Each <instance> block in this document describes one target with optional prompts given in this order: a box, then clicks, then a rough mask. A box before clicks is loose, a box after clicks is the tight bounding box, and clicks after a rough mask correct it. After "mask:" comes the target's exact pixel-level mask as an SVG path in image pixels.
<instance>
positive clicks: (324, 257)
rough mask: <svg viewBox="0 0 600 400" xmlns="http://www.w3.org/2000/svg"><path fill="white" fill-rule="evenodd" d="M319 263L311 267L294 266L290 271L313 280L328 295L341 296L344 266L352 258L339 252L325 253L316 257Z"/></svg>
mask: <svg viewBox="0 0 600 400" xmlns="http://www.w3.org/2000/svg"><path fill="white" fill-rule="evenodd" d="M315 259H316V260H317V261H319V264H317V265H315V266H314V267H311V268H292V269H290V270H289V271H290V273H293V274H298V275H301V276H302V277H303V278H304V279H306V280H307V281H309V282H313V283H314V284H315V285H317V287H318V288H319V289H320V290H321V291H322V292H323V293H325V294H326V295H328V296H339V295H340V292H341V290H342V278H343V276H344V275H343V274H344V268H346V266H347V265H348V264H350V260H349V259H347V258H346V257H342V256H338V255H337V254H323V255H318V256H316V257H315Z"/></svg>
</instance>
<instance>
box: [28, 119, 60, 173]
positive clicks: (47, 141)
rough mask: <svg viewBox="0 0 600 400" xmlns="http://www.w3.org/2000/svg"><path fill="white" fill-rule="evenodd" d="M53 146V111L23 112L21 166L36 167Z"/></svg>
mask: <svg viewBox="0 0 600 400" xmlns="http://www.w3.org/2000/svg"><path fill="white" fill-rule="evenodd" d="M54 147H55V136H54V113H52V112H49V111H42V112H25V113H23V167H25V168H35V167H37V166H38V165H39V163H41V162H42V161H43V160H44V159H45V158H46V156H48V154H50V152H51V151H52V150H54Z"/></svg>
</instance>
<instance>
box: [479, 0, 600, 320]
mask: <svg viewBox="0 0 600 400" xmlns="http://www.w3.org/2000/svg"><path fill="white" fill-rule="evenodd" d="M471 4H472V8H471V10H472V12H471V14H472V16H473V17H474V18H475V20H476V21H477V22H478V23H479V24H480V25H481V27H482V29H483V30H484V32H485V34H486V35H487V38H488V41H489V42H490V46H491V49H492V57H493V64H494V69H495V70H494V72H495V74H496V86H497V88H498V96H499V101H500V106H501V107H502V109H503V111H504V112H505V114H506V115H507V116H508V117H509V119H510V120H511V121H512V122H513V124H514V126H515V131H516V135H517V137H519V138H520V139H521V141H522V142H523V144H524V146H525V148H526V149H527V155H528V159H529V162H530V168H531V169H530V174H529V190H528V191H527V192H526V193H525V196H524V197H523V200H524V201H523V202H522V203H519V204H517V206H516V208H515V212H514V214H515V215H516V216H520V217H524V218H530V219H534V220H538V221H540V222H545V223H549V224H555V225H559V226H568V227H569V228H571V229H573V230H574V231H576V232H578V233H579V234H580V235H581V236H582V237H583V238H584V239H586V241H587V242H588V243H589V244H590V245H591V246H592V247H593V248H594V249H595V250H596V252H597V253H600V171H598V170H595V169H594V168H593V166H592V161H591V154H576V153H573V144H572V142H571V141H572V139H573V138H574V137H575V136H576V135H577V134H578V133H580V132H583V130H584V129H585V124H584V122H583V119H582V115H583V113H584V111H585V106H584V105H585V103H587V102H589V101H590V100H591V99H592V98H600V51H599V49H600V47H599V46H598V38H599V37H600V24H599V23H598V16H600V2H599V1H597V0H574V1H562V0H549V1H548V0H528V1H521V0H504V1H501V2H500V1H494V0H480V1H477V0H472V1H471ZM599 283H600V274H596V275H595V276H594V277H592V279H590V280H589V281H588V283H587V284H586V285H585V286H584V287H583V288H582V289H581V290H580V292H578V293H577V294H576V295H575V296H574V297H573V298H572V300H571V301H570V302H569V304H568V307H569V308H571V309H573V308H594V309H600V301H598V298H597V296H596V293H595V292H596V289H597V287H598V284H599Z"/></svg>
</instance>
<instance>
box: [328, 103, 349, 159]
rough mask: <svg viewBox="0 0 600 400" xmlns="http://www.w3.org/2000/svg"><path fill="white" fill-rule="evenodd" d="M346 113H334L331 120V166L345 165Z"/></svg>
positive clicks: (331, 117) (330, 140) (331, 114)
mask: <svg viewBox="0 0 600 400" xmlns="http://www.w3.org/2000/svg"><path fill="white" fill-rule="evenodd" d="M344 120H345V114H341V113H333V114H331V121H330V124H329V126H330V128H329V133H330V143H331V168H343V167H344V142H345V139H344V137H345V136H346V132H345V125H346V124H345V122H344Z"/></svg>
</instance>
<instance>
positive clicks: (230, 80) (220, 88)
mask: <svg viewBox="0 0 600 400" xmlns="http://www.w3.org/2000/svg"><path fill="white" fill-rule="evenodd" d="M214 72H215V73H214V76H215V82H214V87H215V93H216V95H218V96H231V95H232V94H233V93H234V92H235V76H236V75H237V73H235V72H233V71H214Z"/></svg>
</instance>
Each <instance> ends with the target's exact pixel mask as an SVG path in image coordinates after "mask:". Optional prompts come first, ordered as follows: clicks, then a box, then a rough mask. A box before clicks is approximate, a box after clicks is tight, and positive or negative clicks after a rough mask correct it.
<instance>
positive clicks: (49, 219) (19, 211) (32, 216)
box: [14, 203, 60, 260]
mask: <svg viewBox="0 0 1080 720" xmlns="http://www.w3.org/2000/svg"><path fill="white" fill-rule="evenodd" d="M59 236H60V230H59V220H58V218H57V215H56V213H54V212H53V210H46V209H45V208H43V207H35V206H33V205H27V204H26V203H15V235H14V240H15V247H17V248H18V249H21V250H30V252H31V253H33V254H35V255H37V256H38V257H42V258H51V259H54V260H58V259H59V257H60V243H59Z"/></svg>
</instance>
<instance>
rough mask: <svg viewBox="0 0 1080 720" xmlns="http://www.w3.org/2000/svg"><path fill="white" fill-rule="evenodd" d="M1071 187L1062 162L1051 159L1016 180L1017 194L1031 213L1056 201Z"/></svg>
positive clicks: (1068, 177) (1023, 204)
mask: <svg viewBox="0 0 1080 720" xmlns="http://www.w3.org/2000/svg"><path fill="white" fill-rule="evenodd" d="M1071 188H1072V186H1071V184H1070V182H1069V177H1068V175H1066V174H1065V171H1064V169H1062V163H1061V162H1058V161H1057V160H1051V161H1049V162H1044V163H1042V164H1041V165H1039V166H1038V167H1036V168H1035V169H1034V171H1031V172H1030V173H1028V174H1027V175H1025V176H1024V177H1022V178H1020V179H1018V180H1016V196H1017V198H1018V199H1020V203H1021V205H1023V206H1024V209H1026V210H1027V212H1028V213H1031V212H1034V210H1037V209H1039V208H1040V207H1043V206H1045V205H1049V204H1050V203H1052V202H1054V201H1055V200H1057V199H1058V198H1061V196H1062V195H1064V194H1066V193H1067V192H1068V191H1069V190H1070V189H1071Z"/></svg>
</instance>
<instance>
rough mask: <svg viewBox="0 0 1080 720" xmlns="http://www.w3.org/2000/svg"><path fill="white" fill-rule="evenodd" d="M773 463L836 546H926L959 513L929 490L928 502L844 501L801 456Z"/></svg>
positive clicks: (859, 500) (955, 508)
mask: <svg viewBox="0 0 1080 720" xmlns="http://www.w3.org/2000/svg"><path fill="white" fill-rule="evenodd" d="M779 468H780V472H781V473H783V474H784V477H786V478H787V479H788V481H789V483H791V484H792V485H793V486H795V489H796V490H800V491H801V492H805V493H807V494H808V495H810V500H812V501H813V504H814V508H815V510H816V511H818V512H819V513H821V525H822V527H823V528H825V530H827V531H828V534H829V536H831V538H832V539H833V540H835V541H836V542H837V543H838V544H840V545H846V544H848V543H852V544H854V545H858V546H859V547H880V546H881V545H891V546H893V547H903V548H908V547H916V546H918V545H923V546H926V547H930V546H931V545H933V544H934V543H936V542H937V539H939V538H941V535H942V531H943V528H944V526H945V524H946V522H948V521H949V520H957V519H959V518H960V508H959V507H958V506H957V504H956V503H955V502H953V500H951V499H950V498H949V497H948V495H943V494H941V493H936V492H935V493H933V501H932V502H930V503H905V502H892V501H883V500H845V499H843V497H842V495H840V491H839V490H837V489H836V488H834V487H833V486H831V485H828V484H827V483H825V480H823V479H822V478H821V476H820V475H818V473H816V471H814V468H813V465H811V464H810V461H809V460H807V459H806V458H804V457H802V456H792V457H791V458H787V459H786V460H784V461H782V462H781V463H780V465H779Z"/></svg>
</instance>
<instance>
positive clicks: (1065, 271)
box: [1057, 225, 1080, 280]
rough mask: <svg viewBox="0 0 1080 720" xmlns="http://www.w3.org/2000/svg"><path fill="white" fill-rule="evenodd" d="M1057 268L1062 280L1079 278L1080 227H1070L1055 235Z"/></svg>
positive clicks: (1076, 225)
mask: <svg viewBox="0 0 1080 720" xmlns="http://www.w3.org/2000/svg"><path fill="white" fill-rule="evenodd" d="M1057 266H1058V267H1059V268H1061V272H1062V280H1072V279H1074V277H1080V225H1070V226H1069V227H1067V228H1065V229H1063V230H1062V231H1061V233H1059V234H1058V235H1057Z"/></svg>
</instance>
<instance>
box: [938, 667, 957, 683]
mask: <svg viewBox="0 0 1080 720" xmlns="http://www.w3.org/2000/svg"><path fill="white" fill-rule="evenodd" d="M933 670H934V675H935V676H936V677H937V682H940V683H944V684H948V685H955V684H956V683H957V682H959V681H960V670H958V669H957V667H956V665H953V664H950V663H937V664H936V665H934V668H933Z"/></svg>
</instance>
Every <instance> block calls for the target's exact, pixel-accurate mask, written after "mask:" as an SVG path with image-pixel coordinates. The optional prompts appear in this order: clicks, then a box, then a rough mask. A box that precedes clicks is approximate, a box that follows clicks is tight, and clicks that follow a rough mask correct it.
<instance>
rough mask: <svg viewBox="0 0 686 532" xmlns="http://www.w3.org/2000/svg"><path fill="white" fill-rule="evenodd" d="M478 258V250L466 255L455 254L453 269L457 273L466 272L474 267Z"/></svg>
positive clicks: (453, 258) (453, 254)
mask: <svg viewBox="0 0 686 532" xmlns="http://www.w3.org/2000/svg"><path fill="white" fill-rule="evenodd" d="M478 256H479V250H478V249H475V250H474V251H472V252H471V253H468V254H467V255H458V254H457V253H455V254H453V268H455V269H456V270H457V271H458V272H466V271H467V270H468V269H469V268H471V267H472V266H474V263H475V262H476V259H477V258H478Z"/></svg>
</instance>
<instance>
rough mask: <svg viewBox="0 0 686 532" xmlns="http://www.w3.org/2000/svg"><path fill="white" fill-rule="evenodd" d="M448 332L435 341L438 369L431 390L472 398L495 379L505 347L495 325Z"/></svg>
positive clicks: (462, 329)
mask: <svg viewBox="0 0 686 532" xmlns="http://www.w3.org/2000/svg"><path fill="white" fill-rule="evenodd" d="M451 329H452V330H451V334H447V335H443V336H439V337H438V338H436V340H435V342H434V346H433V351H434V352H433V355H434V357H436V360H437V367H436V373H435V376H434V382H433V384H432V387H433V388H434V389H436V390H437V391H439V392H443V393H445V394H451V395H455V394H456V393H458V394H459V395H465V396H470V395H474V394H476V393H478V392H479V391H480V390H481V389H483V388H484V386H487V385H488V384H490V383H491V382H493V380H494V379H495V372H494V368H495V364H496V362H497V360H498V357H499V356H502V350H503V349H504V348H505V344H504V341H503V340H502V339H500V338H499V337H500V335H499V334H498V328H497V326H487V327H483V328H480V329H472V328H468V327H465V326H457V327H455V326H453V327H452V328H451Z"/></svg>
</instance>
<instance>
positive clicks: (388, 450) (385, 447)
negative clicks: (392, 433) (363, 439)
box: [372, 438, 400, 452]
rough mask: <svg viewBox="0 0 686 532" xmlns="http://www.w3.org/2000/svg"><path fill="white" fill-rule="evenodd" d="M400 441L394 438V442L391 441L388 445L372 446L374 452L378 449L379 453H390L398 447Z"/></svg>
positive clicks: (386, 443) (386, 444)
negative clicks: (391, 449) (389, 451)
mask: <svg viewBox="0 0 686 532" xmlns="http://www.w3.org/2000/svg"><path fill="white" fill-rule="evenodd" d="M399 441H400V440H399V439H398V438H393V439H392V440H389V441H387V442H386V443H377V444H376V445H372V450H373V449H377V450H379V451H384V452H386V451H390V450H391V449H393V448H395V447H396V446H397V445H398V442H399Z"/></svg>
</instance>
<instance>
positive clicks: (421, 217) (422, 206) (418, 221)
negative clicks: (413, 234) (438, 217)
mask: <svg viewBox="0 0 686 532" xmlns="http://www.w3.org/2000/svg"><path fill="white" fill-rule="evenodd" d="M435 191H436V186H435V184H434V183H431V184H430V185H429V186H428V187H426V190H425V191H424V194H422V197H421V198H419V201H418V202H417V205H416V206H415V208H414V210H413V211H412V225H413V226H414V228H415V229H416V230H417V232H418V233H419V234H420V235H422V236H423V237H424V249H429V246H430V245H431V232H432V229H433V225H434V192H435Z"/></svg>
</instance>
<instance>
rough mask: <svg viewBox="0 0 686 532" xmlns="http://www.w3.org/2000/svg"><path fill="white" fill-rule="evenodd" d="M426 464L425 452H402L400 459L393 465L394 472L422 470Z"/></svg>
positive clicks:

EXERCISE AIM>
Reproduce the material word for word from its beginning through the line containing "positive clicks: (324, 257)", including that line.

ANSWER FOR THIS EXERCISE>
Each <instance> block in this document describes one target with optional prompts given in this order: a box, then clicks, then a rough mask. A box before clicks is loose, a box after clicks is the tight bounding box, and clicks after a rough mask correct it. After "mask:" comes the target's exact pixel-level mask as an SVG path in image pixels.
<instance>
positive clicks: (324, 257)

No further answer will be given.